[WORK INSTRUCTION]: With both ends included, repeat exactly the lines of the entries below from the one containing "snowy bush shown in the photograph." down to the one containing "trunk shown in the photograph.", and no others.

[ENTRIES SHOWN]:
□ □ □ □
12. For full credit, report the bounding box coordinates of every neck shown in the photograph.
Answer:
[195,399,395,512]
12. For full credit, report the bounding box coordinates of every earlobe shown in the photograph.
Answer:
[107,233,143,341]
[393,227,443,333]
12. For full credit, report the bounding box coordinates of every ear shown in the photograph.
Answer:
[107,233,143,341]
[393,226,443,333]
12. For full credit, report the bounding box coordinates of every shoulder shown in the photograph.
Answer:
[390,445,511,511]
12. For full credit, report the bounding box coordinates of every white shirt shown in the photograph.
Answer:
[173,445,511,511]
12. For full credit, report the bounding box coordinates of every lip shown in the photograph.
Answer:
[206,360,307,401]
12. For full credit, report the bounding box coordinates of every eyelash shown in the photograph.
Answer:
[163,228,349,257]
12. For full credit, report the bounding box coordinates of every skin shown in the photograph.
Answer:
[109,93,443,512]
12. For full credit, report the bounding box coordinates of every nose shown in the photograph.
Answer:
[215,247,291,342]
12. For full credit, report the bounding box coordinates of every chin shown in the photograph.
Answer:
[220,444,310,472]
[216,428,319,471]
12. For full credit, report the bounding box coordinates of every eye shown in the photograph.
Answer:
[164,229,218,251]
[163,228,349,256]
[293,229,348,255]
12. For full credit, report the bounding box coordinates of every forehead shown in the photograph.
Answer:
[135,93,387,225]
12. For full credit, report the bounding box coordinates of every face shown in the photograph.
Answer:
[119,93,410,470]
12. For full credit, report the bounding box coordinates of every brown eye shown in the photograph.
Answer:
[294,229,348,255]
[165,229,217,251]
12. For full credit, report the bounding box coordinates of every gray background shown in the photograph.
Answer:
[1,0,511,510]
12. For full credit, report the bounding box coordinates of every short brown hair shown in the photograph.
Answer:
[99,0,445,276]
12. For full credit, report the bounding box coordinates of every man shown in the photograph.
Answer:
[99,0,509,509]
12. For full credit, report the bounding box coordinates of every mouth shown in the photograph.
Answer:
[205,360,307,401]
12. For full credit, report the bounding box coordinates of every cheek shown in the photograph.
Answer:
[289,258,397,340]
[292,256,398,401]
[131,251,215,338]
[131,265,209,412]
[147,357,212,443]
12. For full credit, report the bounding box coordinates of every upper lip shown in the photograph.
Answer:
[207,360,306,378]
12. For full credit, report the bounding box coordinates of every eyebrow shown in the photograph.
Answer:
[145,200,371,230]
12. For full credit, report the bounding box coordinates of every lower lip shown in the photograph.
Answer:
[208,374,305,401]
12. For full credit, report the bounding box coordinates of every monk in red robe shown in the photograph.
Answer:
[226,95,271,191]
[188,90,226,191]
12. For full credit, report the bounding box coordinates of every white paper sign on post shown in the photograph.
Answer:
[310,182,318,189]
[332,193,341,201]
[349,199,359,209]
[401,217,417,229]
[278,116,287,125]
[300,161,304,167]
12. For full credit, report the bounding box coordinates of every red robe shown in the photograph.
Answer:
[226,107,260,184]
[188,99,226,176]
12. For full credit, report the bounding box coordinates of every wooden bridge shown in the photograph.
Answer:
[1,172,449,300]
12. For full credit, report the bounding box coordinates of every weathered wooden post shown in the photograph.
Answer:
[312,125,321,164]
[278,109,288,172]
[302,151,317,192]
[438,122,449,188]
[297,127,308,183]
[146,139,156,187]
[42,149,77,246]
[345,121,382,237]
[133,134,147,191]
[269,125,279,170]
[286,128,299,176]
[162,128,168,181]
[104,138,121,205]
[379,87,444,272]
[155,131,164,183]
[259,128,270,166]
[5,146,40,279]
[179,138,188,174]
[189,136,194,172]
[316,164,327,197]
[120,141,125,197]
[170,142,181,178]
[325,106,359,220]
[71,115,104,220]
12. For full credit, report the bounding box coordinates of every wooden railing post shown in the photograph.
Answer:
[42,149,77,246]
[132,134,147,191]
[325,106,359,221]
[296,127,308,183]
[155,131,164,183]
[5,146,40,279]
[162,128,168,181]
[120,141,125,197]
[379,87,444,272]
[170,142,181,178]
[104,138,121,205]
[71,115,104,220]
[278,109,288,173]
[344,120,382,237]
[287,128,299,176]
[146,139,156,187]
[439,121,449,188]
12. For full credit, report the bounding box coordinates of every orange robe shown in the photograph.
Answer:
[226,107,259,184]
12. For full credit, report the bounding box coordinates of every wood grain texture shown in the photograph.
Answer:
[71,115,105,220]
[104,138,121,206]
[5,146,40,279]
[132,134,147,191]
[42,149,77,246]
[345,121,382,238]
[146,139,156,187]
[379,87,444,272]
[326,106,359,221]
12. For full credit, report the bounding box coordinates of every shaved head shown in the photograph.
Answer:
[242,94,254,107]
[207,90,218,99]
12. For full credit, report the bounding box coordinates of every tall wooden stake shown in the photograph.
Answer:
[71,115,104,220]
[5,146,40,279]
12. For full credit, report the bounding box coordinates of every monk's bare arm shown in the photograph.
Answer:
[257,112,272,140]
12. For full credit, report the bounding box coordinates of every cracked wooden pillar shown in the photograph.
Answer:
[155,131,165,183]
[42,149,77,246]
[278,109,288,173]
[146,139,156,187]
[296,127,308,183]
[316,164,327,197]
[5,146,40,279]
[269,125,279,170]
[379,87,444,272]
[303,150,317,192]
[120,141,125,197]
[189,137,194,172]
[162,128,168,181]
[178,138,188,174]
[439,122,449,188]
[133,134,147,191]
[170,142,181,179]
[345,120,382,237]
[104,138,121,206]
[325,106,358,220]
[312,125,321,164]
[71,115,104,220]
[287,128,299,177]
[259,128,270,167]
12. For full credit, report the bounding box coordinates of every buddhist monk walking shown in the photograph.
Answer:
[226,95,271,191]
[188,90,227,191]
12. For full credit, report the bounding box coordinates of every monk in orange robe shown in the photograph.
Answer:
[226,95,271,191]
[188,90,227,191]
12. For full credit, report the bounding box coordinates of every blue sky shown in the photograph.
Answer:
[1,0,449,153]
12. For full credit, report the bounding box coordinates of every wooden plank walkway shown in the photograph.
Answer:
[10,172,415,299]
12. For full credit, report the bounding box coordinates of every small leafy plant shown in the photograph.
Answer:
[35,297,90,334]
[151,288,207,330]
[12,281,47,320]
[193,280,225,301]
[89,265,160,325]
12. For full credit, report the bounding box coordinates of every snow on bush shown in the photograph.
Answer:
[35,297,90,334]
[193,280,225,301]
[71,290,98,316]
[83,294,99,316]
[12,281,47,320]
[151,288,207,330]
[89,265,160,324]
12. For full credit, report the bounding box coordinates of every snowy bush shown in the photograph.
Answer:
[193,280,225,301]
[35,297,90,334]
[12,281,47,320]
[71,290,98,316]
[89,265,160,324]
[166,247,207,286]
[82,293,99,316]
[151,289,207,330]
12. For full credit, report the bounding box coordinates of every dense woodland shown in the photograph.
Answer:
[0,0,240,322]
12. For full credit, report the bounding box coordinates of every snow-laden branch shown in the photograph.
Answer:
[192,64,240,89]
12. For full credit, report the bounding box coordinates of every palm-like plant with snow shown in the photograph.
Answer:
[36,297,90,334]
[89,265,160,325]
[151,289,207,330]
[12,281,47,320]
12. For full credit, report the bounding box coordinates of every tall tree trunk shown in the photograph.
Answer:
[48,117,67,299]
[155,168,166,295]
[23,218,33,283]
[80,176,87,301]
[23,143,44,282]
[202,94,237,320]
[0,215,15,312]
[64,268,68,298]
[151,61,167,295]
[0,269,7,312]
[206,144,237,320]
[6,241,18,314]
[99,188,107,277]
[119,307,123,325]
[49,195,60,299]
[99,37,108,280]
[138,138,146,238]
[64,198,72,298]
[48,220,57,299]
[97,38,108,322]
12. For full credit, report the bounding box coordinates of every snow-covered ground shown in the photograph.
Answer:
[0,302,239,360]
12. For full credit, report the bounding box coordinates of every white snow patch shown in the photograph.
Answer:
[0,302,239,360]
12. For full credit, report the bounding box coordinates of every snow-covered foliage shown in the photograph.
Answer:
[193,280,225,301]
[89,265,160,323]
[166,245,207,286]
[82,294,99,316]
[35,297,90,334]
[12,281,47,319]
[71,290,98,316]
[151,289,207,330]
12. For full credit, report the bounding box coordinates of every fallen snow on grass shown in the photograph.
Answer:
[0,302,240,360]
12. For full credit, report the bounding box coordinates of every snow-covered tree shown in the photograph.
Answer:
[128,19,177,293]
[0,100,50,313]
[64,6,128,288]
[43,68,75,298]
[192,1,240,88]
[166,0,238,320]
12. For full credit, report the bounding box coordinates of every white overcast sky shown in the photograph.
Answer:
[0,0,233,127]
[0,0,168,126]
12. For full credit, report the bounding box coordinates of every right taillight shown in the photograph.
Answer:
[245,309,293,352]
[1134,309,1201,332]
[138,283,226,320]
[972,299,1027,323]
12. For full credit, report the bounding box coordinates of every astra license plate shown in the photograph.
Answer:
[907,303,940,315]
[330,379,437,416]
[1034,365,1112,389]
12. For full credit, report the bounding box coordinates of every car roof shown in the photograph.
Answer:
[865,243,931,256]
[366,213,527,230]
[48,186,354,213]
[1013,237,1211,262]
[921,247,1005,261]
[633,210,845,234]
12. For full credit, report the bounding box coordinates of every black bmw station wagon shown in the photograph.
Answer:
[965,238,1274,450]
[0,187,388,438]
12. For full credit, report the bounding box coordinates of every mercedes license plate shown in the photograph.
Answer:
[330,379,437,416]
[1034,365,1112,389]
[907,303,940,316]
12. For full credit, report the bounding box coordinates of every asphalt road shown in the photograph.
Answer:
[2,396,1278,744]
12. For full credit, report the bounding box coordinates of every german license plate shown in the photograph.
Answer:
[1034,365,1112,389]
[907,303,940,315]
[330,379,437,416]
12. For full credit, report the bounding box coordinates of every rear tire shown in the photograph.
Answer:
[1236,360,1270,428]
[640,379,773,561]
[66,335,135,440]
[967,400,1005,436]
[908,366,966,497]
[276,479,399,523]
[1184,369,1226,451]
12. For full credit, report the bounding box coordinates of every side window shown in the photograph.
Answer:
□ □ □ □
[TASK ANSWER]:
12. For full credit, report the bounding box coordinates of every snowy bush shown in the photograph.
Answer:
[193,280,225,301]
[35,297,90,334]
[12,281,47,320]
[71,290,98,316]
[89,265,160,324]
[166,247,207,286]
[82,293,99,316]
[151,289,207,330]
12. For full credit, report the bounding box coordinates of every dense woodland shown in the photograph.
Answer:
[0,0,240,322]
12. For full credit, report the bounding box coordinates of every snow-laden branch shown in the photograph.
Answer:
[192,64,240,89]
12. For full credit, report the bounding box coordinates of every palm-like plant with snow shown in the photograph.
Answer:
[36,297,90,334]
[89,265,160,325]
[151,289,207,330]
[12,281,47,320]
12. For full credit, report the bounding box coordinates of every tall tree trunk shown in the photograph.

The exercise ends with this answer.